__Exercise__: In the records below, find the line holding "Phrase: orange cheek patch" and the line holding "Phrase: seaweed covered rock". Set down both, with every line between them, exactly.

Extracted records:

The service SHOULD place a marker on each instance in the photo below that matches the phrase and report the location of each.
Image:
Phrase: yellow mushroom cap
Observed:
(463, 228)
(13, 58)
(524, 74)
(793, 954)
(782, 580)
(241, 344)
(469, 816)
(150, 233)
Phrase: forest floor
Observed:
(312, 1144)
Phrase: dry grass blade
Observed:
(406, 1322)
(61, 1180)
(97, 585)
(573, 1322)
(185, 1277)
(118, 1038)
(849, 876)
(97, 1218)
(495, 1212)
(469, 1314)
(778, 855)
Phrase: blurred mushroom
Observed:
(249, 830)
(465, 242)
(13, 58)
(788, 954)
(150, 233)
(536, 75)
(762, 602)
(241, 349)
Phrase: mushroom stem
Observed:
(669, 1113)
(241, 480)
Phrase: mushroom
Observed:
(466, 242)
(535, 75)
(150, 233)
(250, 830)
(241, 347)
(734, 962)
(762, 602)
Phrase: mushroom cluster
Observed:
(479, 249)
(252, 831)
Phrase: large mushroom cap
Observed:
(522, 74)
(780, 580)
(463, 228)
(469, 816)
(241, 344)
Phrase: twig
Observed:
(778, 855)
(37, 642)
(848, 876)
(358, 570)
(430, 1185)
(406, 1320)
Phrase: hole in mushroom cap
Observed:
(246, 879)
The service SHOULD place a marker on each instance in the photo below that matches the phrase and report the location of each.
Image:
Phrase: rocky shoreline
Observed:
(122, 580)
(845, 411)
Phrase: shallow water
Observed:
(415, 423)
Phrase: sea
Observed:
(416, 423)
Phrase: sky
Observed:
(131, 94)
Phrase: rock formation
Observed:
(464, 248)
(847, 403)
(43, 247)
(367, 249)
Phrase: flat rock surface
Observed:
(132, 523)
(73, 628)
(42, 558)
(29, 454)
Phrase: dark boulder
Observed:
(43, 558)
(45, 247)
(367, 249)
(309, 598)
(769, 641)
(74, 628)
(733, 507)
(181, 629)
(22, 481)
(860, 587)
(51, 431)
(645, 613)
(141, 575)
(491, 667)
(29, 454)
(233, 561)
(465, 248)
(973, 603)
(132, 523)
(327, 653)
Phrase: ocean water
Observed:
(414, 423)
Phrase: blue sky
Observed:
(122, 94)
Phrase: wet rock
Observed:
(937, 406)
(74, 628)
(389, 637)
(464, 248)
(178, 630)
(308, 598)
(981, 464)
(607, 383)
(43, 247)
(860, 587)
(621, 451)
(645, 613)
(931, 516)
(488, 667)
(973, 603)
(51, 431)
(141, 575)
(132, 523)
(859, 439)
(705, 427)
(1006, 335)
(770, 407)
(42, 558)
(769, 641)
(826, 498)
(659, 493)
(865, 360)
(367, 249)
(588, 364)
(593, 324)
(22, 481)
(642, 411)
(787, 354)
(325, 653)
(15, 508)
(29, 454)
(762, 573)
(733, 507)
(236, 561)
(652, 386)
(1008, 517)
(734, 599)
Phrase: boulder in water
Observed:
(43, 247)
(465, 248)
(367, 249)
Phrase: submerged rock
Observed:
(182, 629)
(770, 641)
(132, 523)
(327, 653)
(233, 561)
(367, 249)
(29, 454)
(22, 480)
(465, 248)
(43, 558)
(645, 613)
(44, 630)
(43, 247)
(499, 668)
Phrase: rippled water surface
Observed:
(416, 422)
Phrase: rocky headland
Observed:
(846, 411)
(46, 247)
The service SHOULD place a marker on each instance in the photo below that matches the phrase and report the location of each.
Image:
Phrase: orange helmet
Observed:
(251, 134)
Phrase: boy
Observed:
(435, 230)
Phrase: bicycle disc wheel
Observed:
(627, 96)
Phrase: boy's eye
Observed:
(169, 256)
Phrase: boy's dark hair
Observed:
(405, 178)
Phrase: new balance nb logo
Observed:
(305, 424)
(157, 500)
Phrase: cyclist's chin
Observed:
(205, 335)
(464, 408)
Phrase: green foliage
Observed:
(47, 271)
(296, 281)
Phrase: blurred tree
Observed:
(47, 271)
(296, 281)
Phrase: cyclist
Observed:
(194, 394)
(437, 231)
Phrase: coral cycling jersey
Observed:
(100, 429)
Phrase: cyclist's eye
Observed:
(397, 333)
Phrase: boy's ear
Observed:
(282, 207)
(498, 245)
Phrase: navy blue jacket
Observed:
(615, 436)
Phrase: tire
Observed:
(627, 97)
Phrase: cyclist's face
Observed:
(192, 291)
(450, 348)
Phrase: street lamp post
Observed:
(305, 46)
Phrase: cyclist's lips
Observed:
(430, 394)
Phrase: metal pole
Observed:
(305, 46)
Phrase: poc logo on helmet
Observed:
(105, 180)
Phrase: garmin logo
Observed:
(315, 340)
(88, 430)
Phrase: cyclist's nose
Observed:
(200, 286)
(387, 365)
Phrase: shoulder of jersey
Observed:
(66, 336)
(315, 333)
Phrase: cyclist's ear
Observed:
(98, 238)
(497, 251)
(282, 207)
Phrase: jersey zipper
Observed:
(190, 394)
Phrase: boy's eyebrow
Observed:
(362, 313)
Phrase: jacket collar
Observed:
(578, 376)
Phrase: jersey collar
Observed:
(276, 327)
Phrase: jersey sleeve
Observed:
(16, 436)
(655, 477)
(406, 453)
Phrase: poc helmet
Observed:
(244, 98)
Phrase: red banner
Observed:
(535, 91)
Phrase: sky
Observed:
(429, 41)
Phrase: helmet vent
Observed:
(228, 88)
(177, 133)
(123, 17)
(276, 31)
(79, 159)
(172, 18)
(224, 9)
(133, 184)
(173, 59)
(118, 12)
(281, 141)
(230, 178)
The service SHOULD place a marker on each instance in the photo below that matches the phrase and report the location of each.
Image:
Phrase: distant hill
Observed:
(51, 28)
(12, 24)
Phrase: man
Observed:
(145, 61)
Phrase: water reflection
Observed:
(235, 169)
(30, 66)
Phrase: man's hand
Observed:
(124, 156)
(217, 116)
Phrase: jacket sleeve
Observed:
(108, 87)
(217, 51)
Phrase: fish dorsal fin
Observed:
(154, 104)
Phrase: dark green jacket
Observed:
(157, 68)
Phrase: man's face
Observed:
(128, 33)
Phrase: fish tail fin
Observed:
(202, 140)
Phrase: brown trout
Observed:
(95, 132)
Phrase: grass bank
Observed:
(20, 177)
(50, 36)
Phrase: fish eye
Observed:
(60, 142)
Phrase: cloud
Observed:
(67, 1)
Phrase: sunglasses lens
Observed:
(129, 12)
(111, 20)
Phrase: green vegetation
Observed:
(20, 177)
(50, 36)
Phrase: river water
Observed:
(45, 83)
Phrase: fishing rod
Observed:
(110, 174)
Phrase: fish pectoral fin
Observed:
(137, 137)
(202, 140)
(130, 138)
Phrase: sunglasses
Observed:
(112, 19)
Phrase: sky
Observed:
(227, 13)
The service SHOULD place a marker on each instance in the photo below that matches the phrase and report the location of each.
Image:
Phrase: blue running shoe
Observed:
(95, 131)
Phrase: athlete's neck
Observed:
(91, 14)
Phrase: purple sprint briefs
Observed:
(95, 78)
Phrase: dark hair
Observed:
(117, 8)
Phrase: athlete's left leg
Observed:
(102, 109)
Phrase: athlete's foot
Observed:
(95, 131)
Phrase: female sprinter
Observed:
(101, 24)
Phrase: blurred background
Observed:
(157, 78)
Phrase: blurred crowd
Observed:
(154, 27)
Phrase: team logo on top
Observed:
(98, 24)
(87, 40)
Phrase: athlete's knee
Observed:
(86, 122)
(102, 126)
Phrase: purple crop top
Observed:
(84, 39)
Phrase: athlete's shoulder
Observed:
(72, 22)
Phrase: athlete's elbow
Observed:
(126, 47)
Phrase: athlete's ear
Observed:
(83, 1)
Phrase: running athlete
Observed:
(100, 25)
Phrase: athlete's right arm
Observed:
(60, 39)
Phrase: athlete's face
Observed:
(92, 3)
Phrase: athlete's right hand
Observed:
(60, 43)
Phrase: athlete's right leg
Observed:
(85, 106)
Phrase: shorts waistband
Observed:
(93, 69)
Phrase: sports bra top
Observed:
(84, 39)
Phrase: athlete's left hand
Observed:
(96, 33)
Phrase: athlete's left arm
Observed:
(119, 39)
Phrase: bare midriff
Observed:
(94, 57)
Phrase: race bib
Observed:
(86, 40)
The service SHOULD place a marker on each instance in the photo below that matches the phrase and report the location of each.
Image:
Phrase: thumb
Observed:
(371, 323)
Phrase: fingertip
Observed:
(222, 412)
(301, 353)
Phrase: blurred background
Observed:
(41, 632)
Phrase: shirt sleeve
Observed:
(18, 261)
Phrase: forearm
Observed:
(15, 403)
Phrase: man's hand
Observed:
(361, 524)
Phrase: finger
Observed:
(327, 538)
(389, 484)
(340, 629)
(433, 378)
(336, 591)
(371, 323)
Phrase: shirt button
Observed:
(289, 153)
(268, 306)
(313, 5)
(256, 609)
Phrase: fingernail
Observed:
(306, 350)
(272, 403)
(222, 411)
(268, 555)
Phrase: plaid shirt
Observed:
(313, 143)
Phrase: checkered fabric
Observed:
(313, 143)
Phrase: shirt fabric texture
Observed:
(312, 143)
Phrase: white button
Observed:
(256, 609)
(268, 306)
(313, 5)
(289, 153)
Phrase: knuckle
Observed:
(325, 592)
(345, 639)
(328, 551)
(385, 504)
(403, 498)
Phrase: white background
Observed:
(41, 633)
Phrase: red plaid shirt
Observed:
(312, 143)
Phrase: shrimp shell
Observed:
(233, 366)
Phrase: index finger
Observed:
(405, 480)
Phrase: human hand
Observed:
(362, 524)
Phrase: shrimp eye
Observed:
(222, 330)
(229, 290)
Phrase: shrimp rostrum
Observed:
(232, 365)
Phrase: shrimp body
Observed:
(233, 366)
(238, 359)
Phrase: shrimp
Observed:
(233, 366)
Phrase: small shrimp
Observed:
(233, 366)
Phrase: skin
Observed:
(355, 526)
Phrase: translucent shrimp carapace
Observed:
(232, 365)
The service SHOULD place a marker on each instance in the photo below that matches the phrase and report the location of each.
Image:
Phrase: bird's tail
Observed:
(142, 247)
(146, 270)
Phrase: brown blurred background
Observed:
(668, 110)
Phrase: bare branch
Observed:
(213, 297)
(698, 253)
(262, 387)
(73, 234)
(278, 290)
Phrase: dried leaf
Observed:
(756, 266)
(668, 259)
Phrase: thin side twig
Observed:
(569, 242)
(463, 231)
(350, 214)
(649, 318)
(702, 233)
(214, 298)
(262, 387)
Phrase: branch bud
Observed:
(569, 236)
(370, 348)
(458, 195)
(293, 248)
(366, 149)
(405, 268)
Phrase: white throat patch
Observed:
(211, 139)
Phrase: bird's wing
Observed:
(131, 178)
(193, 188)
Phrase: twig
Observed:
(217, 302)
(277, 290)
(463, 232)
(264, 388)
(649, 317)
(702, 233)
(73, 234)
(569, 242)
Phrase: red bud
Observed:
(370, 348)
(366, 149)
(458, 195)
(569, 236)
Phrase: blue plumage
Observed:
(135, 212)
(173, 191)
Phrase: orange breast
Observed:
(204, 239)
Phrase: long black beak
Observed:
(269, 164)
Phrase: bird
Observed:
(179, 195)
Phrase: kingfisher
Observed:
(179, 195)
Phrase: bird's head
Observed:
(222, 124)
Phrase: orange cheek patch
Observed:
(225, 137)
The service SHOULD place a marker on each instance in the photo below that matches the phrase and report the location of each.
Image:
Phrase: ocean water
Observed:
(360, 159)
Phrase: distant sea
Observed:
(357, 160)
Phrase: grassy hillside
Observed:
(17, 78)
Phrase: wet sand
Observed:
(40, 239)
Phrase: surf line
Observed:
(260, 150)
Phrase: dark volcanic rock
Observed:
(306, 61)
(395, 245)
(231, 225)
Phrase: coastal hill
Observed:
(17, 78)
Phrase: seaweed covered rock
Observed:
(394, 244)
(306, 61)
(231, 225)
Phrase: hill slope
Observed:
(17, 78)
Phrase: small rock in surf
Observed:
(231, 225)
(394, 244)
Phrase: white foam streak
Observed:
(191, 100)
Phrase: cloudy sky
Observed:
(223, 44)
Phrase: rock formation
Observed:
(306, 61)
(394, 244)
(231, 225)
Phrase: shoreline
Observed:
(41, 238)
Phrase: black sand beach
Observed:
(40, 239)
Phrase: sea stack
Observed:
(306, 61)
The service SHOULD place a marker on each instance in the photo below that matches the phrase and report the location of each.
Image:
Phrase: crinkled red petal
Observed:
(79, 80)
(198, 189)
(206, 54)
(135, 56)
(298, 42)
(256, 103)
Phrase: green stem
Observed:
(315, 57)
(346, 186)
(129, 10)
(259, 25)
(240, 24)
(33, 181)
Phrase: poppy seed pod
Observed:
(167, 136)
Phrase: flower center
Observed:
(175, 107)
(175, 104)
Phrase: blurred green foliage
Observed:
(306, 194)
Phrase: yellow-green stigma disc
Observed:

__Response__:
Phrase: orange cheek patch
Observed:
(225, 137)
The service SHOULD place a marker on each instance in the photo below that matches the phrase and report the location of each.
Image:
Phrase: ocean water
Observed:
(360, 159)
Phrase: distant sea
Observed:
(357, 160)
Phrase: grassy hillside
Observed:
(17, 78)
Phrase: wet sand
Observed:
(40, 239)
Phrase: surf line
Observed:
(260, 150)
Phrase: dark volcanic rock
Observed:
(306, 61)
(395, 245)
(231, 225)
Phrase: coastal hill
Observed:
(17, 78)
Phrase: seaweed covered rock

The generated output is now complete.